AVAILABLE DATA =
═══

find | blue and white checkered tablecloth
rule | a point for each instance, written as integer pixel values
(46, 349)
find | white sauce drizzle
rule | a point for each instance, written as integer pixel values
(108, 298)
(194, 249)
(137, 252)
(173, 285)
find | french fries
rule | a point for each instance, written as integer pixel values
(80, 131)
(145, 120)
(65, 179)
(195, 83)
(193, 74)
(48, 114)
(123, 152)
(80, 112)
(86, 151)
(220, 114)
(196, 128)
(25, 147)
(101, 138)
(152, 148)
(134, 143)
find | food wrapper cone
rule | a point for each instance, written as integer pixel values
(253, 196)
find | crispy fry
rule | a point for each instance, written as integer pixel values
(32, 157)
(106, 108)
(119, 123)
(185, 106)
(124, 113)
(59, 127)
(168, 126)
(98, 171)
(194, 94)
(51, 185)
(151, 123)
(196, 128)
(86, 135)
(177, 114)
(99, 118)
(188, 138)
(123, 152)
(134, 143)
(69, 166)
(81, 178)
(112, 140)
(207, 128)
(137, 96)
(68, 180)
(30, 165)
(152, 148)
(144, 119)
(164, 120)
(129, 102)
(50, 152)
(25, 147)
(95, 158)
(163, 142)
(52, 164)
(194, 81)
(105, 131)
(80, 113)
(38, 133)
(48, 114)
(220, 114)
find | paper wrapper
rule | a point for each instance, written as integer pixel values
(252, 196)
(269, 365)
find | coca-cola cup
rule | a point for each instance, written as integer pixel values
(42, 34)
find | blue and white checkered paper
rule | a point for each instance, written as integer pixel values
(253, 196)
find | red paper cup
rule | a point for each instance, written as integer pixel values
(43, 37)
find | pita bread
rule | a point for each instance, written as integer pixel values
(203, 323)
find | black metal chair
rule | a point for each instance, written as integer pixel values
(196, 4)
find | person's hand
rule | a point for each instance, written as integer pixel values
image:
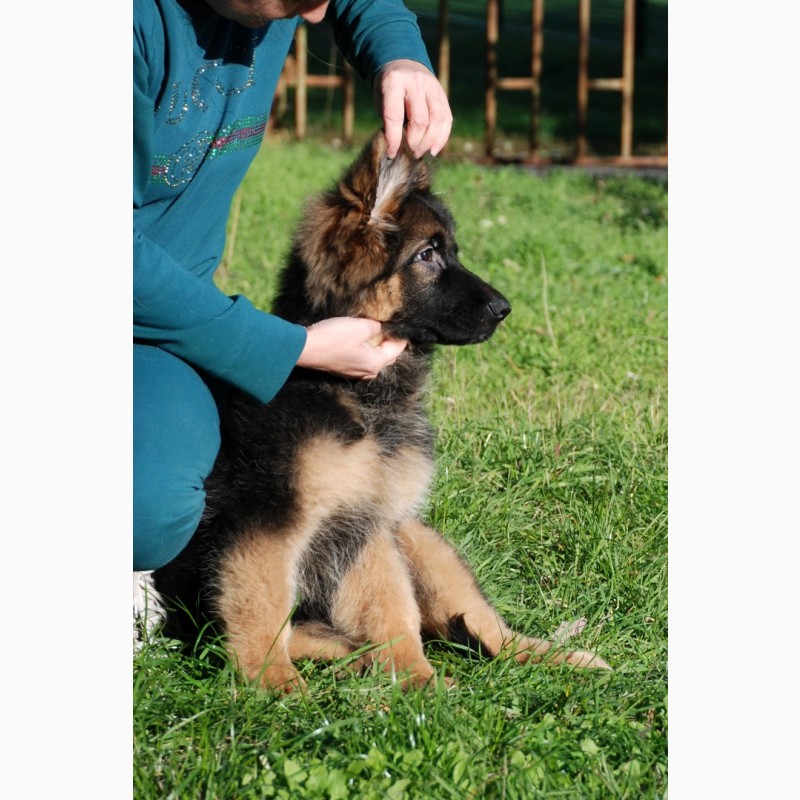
(407, 90)
(349, 346)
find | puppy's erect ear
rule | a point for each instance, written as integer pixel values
(342, 241)
(380, 184)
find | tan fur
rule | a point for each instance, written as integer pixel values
(257, 591)
(351, 543)
(376, 603)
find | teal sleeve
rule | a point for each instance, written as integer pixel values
(226, 337)
(371, 33)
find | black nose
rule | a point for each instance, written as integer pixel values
(500, 307)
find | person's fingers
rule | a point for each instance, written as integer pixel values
(410, 98)
(393, 112)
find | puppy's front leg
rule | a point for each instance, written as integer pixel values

═══

DIRECTIONS FOR THIS TASK = Write out each entry again exactly, and skip the pictures.

THE ANSWER =
find | blue and white checkered tablecloth
rule | a point for each instance, written as integer pixel values
(46, 349)
find | white sauce drizzle
rule | a point for each instance, written as integer pixel values
(108, 298)
(194, 249)
(137, 252)
(173, 285)
find | french fries
rule | a point for each instance, written as integer pixel values
(80, 131)
(145, 120)
(65, 179)
(195, 83)
(193, 74)
(48, 114)
(123, 152)
(80, 112)
(86, 151)
(220, 114)
(196, 128)
(25, 147)
(101, 138)
(152, 148)
(134, 143)
find | food wrapper cone
rule | a point for each instance, written as integer pixel values
(253, 196)
find | crispy fry
rule | a point for each instance, written as integer pixel values
(32, 157)
(106, 108)
(119, 123)
(185, 106)
(124, 113)
(59, 127)
(168, 126)
(98, 171)
(194, 94)
(51, 185)
(151, 123)
(196, 128)
(86, 135)
(177, 114)
(99, 118)
(188, 138)
(123, 152)
(134, 143)
(69, 166)
(81, 178)
(112, 140)
(207, 128)
(137, 96)
(68, 180)
(30, 165)
(152, 148)
(144, 119)
(164, 120)
(129, 102)
(50, 152)
(25, 147)
(95, 158)
(163, 142)
(52, 164)
(194, 81)
(105, 131)
(80, 113)
(38, 133)
(48, 114)
(220, 114)
find | paper wrapper
rule | a point for each instance, written as integer pixel values
(252, 196)
(269, 365)
find | coca-cola cup
rule | a point for each instance, written as integer pixel values
(42, 34)
find | blue and white checkered paper
rule | a point for each instance, written as integer pixel values
(253, 196)
find | red paper cup
rule | a point for each instance, written as integer pixel values
(43, 37)
find | pita bread
rule | a point for each instance, written as integer pixel values
(203, 323)
find | black metal chair
rule | a point for each instance, written as integer pixel values
(196, 4)
find | person's hand
rule | a point for each instance, written as integer pixel values
image:
(407, 90)
(349, 346)
find | puppy's erect ear
rule | a point for each instance, written as integer pixel values
(342, 241)
(380, 184)
find | tan fur
rule | a point for each instance, written as integer pixel values
(257, 591)
(351, 543)
(376, 603)
find | teal sleeve
rule | a point for each instance, written as integer pixel values
(226, 337)
(371, 33)
find | black nose
rule | a point for each instance, written as integer pixel values
(500, 307)
find | person's fingers
rule | a point for each instance, written as integer pixel values
(410, 98)
(393, 112)
find | puppy's front leg
rule | a point for each instance, written as integer pixel values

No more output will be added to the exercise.